(Records from a dataset)
** Begin **

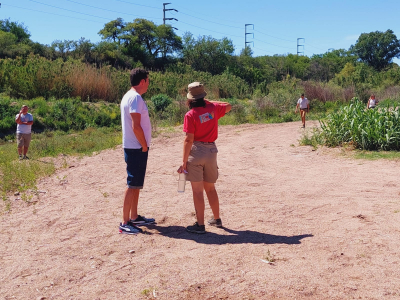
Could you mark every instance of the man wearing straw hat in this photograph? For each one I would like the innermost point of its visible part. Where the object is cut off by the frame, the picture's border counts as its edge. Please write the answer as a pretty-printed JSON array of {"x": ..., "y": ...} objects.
[{"x": 200, "y": 152}]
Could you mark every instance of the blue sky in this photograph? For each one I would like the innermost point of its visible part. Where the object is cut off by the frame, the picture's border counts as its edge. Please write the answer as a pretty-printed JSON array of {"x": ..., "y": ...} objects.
[{"x": 324, "y": 25}]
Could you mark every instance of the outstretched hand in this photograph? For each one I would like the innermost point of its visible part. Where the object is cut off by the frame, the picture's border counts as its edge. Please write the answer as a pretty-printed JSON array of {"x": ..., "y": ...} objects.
[{"x": 182, "y": 169}]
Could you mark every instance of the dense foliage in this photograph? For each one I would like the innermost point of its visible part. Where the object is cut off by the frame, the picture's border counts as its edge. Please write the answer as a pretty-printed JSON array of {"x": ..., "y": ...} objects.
[{"x": 367, "y": 129}]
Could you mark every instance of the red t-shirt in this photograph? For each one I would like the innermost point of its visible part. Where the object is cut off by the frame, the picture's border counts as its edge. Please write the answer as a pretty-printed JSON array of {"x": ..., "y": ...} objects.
[{"x": 203, "y": 121}]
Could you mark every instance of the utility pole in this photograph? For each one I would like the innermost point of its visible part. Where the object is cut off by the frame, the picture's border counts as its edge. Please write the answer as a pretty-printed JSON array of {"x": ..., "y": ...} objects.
[
  {"x": 167, "y": 9},
  {"x": 246, "y": 33},
  {"x": 299, "y": 45},
  {"x": 166, "y": 19}
]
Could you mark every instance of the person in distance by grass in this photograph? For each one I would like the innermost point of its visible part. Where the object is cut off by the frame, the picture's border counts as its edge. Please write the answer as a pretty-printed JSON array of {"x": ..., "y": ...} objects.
[
  {"x": 200, "y": 152},
  {"x": 372, "y": 102},
  {"x": 24, "y": 122},
  {"x": 136, "y": 138},
  {"x": 304, "y": 106}
]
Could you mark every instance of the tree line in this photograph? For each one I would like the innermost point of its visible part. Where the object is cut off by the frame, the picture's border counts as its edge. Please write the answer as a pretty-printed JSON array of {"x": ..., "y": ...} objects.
[{"x": 365, "y": 65}]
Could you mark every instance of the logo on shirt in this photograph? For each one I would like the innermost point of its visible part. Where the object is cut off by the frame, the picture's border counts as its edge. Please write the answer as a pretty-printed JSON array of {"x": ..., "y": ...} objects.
[{"x": 206, "y": 117}]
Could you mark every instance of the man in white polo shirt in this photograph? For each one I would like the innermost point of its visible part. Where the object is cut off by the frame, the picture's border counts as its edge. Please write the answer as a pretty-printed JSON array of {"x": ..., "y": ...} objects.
[
  {"x": 24, "y": 128},
  {"x": 136, "y": 138},
  {"x": 304, "y": 106}
]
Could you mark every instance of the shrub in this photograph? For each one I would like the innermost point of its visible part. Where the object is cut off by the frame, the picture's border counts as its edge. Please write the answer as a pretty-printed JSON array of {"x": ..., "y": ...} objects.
[
  {"x": 161, "y": 102},
  {"x": 372, "y": 129}
]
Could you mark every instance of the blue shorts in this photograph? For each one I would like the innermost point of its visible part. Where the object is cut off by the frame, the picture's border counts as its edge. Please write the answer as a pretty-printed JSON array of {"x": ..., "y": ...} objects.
[{"x": 136, "y": 163}]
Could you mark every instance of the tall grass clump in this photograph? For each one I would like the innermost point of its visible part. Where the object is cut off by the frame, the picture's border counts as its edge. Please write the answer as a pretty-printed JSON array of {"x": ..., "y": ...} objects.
[
  {"x": 372, "y": 129},
  {"x": 20, "y": 175}
]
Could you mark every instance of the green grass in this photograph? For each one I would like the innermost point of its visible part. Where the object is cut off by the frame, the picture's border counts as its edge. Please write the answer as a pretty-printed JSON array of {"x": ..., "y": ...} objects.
[{"x": 16, "y": 175}]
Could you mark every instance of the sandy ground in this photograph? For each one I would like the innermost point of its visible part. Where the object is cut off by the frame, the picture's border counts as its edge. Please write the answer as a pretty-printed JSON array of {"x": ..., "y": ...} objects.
[{"x": 298, "y": 224}]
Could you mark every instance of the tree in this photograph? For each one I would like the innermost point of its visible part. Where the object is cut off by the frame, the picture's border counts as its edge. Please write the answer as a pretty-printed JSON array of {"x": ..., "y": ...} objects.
[
  {"x": 19, "y": 30},
  {"x": 206, "y": 53},
  {"x": 143, "y": 40},
  {"x": 113, "y": 30},
  {"x": 156, "y": 40},
  {"x": 377, "y": 49}
]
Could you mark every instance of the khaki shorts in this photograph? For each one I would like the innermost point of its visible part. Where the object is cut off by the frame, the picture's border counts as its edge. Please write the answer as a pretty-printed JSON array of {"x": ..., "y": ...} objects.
[
  {"x": 202, "y": 163},
  {"x": 23, "y": 139}
]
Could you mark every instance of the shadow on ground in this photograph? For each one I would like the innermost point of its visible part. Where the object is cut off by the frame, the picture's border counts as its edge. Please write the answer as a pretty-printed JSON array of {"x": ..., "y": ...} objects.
[{"x": 234, "y": 236}]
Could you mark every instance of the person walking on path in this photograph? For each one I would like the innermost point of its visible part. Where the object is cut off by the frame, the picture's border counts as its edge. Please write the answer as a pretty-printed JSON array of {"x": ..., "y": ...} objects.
[
  {"x": 24, "y": 122},
  {"x": 200, "y": 152},
  {"x": 372, "y": 102},
  {"x": 136, "y": 138},
  {"x": 304, "y": 106}
]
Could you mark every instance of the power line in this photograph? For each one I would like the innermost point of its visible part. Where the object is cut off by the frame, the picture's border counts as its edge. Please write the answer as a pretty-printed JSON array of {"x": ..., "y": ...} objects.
[
  {"x": 77, "y": 12},
  {"x": 274, "y": 36},
  {"x": 273, "y": 44},
  {"x": 211, "y": 21},
  {"x": 137, "y": 4},
  {"x": 68, "y": 10},
  {"x": 54, "y": 14},
  {"x": 210, "y": 30},
  {"x": 100, "y": 8}
]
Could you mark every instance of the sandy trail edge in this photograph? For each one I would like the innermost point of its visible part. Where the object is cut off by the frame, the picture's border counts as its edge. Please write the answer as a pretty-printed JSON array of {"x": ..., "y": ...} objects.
[{"x": 330, "y": 223}]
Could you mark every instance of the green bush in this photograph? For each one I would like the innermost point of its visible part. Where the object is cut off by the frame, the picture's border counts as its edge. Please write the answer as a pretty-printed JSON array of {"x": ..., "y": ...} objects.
[
  {"x": 372, "y": 129},
  {"x": 161, "y": 102}
]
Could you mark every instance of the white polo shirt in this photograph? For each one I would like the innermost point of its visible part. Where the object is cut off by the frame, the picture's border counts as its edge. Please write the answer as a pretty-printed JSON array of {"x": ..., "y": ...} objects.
[{"x": 132, "y": 102}]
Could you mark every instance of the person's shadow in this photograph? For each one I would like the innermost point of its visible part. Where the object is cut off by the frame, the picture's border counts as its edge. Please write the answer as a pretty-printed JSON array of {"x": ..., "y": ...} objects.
[{"x": 235, "y": 236}]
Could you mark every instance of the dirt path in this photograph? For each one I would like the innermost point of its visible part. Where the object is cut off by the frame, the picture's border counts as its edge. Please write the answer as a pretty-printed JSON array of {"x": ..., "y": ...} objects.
[{"x": 331, "y": 224}]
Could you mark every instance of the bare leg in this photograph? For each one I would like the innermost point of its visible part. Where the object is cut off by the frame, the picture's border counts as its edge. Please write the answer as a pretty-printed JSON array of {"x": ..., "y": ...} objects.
[
  {"x": 303, "y": 117},
  {"x": 130, "y": 204},
  {"x": 198, "y": 200},
  {"x": 212, "y": 196}
]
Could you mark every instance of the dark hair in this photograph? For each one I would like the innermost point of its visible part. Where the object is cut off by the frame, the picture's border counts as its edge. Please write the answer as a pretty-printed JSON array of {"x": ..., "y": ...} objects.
[
  {"x": 137, "y": 75},
  {"x": 196, "y": 103}
]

** End **

-- Exercise goal --
Starting from the line containing "Could you mark every instance of the person's" and ending with the final line of the data, reproduce each line exactly as it appears, including no other lines.

-- Response below --
Could you mark every instance of the person's shadow in this photograph? For each one I would like the innermost point of its visible part. Where the object is cut off by the frame, the picture's border counts as its edge. Please write the answer as a pretty-printed JSON array of {"x": ..., "y": ...} objects.
[{"x": 235, "y": 236}]
Could you mark every instance of the dirt path in this photograph? For each one I would like the innermost point of its visible part. Where the object is cut off by the frame, the picture's border counts as its edge. Please write the answer as a pretty-printed JSON array of {"x": ..., "y": ...} objects.
[{"x": 331, "y": 224}]
Could you mark every instance of the bare leg in this photograph? For each one I would like the innermost point of its visible part. Where the object is cut off by the frame, the picture's border counts as its edge. Please write the answer as a pretty-printed JSON array of {"x": ..., "y": ...} objects.
[
  {"x": 303, "y": 117},
  {"x": 130, "y": 204},
  {"x": 198, "y": 200},
  {"x": 212, "y": 196}
]
Could you mark every instance of the dark hair in this photograph? For each one I would like the innermost point of its visible part. Where the object is cut off by the frame, the picture's border counts as its edge. Please write the answer as a pretty-printed JSON array of {"x": ..., "y": ...} objects.
[
  {"x": 137, "y": 75},
  {"x": 196, "y": 103}
]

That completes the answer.